[start PASSAGE PROVIDED]

Private capital is now growing as quickly as cheap, index-tracking passive investing, prompting many big asset management groups to expand their operations in the area to counteract the profit pressures on traditional investing avenues. 

Schroders, the UK’s biggest listed investment group, earlier this week announced it would consolidate all of its private capital vehicles into a new entity called Schroders Capital. At an investor event, it also vowed to double the size of those assets to £86bn by the end of 2025, Barclays noted. 

“Platforms are going to be key to what I call the ‘industrialisation’ of private markets,” said Georg Wunderlin, global head of Schroders Capital. “We are maybe 15 years behind public markets, but the industry is maturing in a similar way.”

JPMorgan Asset Management also set up a new division this week named JPMorgan Private Capital to house its operations in this area, while other investment groups have said they are looking for acquisitions to jump-start their work. 

“It is something that we’re evaluating,” Robert Sharps, T Rowe Price’s president and chief investment officer, said at the company’s annual shareholders’ meeting last month. “The trend toward greater allocation to illiquid strategies and private assets among many of our clients is not something that’s lost on us.”

Industry insiders say that the biggest drivers of the appetite for private capital investments are the low interest rate environment and lofty stock market valuations, which have dimmed the outlook for future returns from those asset classes. At the same time, private markets are less volatile as they trade only rarely and valuations can be more subjective, an opacity that actually increases their lustre to many investors. 

For many investment groups, under pressure from the exploding popularity of cheap, passive funds, the appetite is a huge boon, Morgan Stanley analysts noted in a report on Thursday.

“For traditional asset managers, fees will be relatively harder to defend given the commoditisation of the industry and existing margin challenges,” the report noted. “As a result, we expect traditional asset managers to use these levers more to defend existing revenue pools while leaning into alternatives with its fatter fee pool and private markets with its higher structural growth.”

Private equity still accounts for the biggest chunk of the private capital universe, with assets of more than $3tn, but it is growing more slowly than areas such as private credit, funds that circumvent banks and make bespoke loans directly to companies, and infrastructure.

[end PASSAGE PROVIDED]
[start PROVIDED RECORDS]

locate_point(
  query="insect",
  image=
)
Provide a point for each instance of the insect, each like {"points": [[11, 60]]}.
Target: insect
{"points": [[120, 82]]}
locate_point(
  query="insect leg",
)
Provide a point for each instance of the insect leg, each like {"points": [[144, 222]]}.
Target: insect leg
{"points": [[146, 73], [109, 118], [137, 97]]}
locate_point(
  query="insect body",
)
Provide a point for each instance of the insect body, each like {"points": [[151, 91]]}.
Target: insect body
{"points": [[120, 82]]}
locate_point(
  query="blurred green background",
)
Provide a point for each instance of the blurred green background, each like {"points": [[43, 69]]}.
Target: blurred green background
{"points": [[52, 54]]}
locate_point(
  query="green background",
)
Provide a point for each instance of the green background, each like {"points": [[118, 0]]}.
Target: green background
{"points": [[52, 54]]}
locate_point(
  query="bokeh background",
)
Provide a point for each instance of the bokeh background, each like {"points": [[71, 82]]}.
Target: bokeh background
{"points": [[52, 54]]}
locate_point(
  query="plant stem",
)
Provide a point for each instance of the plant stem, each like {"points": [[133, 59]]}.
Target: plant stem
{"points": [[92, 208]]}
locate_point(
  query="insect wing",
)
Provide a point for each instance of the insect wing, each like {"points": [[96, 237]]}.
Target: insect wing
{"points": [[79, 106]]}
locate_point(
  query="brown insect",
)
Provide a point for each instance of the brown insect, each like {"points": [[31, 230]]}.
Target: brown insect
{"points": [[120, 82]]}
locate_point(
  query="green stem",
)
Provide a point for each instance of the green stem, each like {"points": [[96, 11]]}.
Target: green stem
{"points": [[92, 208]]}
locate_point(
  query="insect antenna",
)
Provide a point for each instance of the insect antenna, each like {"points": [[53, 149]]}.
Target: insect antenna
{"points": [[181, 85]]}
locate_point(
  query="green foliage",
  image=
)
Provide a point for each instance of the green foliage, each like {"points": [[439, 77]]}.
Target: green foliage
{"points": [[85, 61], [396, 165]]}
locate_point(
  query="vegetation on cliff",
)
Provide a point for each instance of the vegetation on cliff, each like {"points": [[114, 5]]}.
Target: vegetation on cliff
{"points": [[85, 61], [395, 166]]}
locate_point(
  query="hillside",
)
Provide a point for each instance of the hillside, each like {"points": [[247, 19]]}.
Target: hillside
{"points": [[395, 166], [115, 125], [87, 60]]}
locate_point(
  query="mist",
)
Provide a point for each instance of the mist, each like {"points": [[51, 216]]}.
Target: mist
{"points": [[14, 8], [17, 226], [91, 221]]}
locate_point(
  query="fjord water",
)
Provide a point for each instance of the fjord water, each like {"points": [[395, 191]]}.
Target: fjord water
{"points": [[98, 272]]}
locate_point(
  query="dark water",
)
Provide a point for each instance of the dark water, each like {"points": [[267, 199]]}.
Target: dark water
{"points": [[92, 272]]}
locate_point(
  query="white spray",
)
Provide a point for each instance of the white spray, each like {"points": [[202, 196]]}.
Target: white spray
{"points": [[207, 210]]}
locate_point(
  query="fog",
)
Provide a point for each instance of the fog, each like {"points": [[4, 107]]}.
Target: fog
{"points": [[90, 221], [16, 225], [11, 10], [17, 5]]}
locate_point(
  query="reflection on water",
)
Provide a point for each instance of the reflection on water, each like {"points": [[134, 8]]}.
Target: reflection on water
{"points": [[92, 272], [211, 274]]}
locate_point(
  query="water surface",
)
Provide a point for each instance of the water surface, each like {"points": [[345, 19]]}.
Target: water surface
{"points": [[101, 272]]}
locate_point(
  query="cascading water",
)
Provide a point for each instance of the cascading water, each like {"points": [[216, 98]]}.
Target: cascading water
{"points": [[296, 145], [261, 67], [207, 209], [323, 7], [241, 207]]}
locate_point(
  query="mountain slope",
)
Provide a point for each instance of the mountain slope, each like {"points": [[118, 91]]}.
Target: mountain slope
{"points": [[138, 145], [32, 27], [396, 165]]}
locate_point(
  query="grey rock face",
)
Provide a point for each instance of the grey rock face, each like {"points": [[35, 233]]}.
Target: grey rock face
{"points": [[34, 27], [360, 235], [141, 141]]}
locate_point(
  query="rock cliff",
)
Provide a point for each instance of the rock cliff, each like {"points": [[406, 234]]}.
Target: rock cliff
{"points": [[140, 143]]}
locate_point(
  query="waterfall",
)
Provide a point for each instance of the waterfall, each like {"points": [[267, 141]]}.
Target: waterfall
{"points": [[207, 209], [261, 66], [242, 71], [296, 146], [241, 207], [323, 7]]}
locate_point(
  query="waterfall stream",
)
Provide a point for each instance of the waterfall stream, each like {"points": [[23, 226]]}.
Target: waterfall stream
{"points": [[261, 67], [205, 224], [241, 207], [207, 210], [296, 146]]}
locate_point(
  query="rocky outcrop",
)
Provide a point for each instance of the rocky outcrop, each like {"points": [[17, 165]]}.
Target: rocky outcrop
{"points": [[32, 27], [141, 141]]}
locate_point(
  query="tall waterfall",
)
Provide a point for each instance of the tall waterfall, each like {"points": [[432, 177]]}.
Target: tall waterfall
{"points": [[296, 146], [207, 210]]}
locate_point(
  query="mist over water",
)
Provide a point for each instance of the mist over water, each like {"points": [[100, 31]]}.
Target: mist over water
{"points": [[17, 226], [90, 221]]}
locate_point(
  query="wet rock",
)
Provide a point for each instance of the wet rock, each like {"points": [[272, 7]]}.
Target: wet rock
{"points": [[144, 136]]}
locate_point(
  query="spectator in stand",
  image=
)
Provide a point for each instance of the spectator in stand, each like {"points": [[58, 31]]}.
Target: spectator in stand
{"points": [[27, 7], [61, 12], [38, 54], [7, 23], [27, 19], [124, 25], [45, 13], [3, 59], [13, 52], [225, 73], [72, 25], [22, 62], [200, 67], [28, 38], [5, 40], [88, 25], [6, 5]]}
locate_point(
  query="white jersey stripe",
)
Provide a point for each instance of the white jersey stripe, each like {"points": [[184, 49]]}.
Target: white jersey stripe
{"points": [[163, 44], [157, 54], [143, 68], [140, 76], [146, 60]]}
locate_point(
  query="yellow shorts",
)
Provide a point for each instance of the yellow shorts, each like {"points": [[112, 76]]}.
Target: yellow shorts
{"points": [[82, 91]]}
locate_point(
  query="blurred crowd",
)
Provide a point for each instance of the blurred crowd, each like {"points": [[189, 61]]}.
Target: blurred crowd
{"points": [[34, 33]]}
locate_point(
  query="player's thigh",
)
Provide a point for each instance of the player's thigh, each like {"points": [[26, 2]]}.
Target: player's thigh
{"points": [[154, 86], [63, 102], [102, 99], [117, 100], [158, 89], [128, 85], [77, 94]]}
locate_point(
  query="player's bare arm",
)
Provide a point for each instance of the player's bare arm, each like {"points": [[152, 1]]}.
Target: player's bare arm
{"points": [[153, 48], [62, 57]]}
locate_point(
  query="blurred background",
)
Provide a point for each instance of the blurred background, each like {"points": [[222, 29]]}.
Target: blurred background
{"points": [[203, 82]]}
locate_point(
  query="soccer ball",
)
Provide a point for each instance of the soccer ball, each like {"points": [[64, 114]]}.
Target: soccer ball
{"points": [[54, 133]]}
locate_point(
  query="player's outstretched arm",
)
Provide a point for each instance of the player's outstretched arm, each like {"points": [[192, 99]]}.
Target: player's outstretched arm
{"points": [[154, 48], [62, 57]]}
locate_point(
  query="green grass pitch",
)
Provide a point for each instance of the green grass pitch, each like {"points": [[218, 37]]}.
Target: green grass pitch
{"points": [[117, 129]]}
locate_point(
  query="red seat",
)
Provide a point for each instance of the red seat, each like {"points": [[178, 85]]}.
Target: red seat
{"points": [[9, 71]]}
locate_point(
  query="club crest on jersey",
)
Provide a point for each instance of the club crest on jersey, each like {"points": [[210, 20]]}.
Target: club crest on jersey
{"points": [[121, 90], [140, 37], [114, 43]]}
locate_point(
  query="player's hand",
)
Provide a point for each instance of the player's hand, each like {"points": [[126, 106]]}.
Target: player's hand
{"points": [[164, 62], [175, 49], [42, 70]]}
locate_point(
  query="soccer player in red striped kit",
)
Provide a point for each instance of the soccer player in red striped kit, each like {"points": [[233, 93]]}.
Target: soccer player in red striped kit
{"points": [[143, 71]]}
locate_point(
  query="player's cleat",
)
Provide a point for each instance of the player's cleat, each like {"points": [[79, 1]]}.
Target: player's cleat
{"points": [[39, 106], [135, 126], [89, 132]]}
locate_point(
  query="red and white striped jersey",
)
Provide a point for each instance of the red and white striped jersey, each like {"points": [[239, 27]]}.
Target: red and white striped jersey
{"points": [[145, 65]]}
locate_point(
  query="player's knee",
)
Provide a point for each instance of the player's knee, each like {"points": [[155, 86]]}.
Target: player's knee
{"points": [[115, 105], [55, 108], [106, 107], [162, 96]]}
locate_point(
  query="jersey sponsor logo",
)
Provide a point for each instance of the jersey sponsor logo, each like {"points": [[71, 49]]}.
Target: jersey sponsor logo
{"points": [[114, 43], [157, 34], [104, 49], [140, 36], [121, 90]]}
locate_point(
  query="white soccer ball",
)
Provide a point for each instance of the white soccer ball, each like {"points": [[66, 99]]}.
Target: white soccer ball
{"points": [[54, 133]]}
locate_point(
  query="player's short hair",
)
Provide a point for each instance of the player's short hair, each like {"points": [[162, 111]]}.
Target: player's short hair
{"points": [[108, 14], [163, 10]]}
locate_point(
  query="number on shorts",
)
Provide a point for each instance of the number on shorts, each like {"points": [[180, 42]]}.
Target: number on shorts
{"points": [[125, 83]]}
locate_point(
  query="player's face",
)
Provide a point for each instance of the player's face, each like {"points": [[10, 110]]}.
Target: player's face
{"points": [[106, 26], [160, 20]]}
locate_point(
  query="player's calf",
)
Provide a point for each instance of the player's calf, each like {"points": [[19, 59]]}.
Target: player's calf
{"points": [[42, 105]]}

[end PROVIDED RECORDS]

- THE TASKS:
[1] Translate this sentence from the private capital article into Spanish: "For many investment groups, under pressure from the exploding popularity of cheap, passive funds, the appetite is a huge boon, Morgan Stanley analysts noted in a report on Thursday."
[2] Extend the article on private capital growth with a few more paragraphs, picking up right after its final sentence.
None of the records are needed for these tasks.

- EXPECTED ANSWERS:
[1] Para muchos grupos de inversión, presionados por la explosiva popularidad de los fondos pasivos y baratos, ese apetito es una enorme ventaja, señalaron los analistas de Morgan Stanley en un informe el jueves.

[2]
However, the fastest-growing corner is so-called “growth equity”, which typically involves investing in companies that are too big to tap classic venture capital firms, but unwilling to go public or sell completely to private equity. 

Growth equity accounted for 14 per cent of the private capital industry at the end of last year, up from 5 per cent in 2005, according to Morgan Stanley. JPMorgan Asset Management earlier this week said it had poached Christopher Dawe from Goldman Sachs to lead a new growth equity investment arm, as part of its broader push into private capital. 

“Growth equity and private debt are among the fastest-growing asset classes in the alternatives industry, with strong demand from both individual and institutional investors to look beyond public markets,” Brian Carlin, chief executive of the newly-established JPMorgan Private Capital, said in a statement. 

The private capital industry has accumulated almost $2.5tn of “dry powder” — money committed to funds by investors but not yet deployed. This has underscored the ferocious competition for attractive deals, and led some analysts to warn that returns cannot remain as buoyant as they have been historically.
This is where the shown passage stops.